◆ **Excerpted passage**:
****

As discussed many times, we can measure the BS of a stick (like a 36” stick), and do an inverse square calculation to know what the BS will be increased to at a given bracing interval. One could do a bunch of inverse square calculations, looking at a range of stick buckling strengths, and bracing intervals, to see what bracing interval would be needed, for what stick buckling strength, to get a leg strength that would work- as in carry the force the leg will see when the tower is loaded. A spreadsheet with a range of braced intervals, and a range of measured stick BSs, calculating the braced BS for a given bracing interval, and given stick BS is the best tool for doing this. With it, you can solve the strength problem- to know what strength wood you would need, to have various bracing intervals “work.”

****

◆ **Problems to work on**:
a. Answer these about the passage on stick bracing:
(i) What stick length does it give as an example?
(ii) What kind of calculation does it say tells you how much a stick's BS increases at a given bracing interval?
(iii) What tool does it call the best for doing this?
b. What does the passage on stick bracing say the calculations or the spreadsheet let you know, see, or solve? List each one.
c. Do these statements agree with the passage on stick bracing? Answer yes or no for each and quote the words that decide it.
(i) A spreadsheet is the best tool for this job.
(ii) A stick's buckling strength cannot be measured.
(iii) A workable leg must carry the force it will see when the tower is loaded.

****

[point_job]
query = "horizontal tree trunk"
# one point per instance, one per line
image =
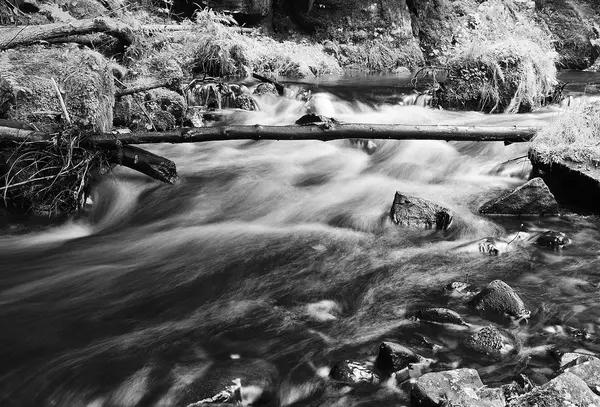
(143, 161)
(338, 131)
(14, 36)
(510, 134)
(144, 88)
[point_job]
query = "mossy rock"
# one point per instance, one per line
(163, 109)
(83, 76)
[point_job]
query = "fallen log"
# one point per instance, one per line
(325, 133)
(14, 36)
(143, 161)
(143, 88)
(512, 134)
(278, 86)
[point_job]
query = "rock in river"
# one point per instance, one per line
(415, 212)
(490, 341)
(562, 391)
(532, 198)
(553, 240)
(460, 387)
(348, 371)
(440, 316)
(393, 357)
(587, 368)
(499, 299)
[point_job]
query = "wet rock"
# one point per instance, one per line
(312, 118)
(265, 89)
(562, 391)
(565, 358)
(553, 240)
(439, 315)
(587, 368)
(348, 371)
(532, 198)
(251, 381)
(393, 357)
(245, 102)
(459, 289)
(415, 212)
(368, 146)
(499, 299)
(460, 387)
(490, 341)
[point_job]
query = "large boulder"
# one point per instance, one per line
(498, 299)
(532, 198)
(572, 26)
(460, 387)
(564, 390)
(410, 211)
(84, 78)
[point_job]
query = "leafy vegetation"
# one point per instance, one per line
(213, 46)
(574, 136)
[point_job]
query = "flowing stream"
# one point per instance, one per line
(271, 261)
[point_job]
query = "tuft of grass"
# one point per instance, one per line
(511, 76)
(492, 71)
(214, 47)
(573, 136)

****

◆ **Responses for each task**:
a.
(i) A 36” stick.
(ii) An inverse square calculation.
(iii) A spreadsheet with a range of braced intervals and a range of measured stick BSs, which calculates the braced BS for a given bracing interval and stick BS.

b.
- What the BS will be increased to at a given bracing interval
- What bracing interval would be needed, for what stick buckling strength, to get a leg strength that would work
- The strength problem: what strength wood you would need to have various bracing intervals “work”

c.
(i) Yes: "A spreadsheet with a range of braced intervals, and a range of measured stick BSs, calculating the braced BS for a given bracing interval, and given stick BS is the best tool for doing this."
(ii) No: "we can measure the BS of a stick"
(iii) Yes: "carry the force the leg will see when the tower is loaded"